## INSTRUCTIONS FOR THE TASK
Every record here must be copied exactly, except for the images it holds.

## Point-per-instance localization data
--- START ---

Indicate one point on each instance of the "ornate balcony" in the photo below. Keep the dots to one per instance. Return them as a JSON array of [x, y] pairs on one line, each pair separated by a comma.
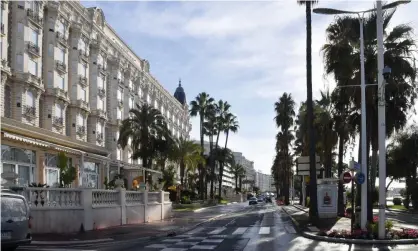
[[81, 130], [61, 39], [81, 104], [84, 55], [35, 18], [82, 80], [59, 93], [34, 50], [120, 103], [60, 66], [101, 92], [100, 138], [29, 111], [58, 122], [29, 79]]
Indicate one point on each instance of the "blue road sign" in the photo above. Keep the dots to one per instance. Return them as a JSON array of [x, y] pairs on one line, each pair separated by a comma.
[[360, 178]]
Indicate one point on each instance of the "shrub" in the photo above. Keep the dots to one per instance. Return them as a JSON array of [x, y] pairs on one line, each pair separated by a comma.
[[397, 201]]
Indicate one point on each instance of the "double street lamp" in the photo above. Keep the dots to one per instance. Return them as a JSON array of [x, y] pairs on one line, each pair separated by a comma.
[[382, 125]]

--- END ---

## TASK RESULT
Indicate one point on each instance of the "ornate balcony" in the photo below. Keep the dots to one per instance. Return them as a JSON array of [x, y] pairs on one line, each pair separated by a comma.
[[81, 130], [61, 39], [81, 104], [84, 55], [35, 18], [82, 80], [59, 93], [34, 50], [120, 103], [60, 66], [101, 92], [100, 138], [29, 111], [58, 122], [29, 79]]
Indicate one point on each instance of the "blue road sign" in the photo above. Keep the dots to one per instance. Return them as a JSON array of [x, y] pairs on one line, each pair separated by a comma.
[[360, 178]]
Indicate one point on each instance of the "shrub" in the photo above. Keep the dots to one per instance. Return them as a JSON array of [x, y] pairs on one line, each pair separated by a comma.
[[397, 201]]
Indicate one point on each instance of the "double street lamp" in the photo above. Keep the dots to one per instance. Return them as a JSON array of [x, y] pairs on one line, each pair separated by a comma.
[[382, 125]]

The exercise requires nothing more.